» TEXTO PARA ANÁLISIS:
= = = =
Lo primero fue descubrir su comportamiento alimentario. Para ello diseñamos una membrana preparada con una piel de pollo (una investigadora tiene que ser creativa y tener imaginación), a través de la cual comprobábamos los usos y costumbres gastronómicas del mosquito respecto a diferentes componentes de la sangre y distintas temperaturas.
Y enlazando con el estudio anterior era también conveniente saber qué factores desencadenaban el desarrollo de los gametos de la malaria en el ser humano. Y este trabajo tan antiguo se ha convertido en clave para la producción de vacunas, ya que uno de los caminos para erradicar el paludismo es modificar estas células para impedir su desarrollo en el mosquito y bloquear la transmisión de la enfermedad.
Y llegamos a un punto donde mis investigaciones se podrían entroncar con las que tanto os preocupan ahí, en ese siglo XXI tuyo tan tecnológico: la resistencia a los antimicrobianos.
Incluso en aquel momento de euforia por el descubrimiento de los antibióticos ya se había comenzado a intuir que las bacterias podían volverse resistentes a ellos, pero esto no parecía válido para los parásitos. Al fin llevábamos dos siglos utilizando la quinina y seguía siendo muy efectiva, pero era justo lo que escaseaba, como ya te he dicho, debido a la ocupación japonesa de las Indias Occidentales Holandesas, e interesaba comprobar que otros antipalúdicos no se hacían resistentes.
= = = =
» DATOS:
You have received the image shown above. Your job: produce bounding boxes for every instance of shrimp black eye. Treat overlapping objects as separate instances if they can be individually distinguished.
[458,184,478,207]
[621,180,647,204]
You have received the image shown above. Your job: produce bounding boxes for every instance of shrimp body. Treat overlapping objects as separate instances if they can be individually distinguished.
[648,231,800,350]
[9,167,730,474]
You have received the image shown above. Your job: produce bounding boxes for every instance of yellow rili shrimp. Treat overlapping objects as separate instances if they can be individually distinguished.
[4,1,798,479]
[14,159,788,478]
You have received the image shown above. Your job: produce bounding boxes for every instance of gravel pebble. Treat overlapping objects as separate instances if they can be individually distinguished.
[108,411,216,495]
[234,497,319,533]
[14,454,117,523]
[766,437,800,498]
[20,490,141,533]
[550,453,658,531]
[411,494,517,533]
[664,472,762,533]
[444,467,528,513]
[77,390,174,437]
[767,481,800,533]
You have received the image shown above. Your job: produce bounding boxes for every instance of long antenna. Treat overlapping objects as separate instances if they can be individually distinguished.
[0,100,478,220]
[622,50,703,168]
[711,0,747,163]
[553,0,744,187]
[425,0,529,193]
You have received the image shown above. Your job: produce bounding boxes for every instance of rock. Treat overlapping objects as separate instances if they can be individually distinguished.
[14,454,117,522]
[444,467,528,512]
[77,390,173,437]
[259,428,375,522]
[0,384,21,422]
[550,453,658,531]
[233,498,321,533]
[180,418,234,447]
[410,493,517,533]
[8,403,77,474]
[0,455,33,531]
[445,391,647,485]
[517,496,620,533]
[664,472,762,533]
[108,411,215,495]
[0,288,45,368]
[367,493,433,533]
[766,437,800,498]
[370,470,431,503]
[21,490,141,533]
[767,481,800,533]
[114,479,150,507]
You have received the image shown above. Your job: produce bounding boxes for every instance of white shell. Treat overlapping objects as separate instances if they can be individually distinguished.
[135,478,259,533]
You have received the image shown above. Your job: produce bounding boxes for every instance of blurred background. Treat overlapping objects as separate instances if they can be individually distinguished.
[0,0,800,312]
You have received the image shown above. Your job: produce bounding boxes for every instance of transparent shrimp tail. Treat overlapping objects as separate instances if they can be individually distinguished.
= = = =
» QUÉ HARÁ:
Traduzca al inglés esta oración del texto sobre la investigación de la malaria: «Incluso en aquel momento de euforia por el descubrimiento de los antibióticos ya se había comenzado a intuir que las bacterias podían volverse resistentes a ellos, pero esto no parecía válido para los parásitos». El listado procede de una fuente distinta.

» RESULTADO DE LA TAREA:
Even at that moment of euphoria over the discovery of antibiotics, people had already begun to sense that bacteria could become resistant to them, but this did not seem to hold true for parasites.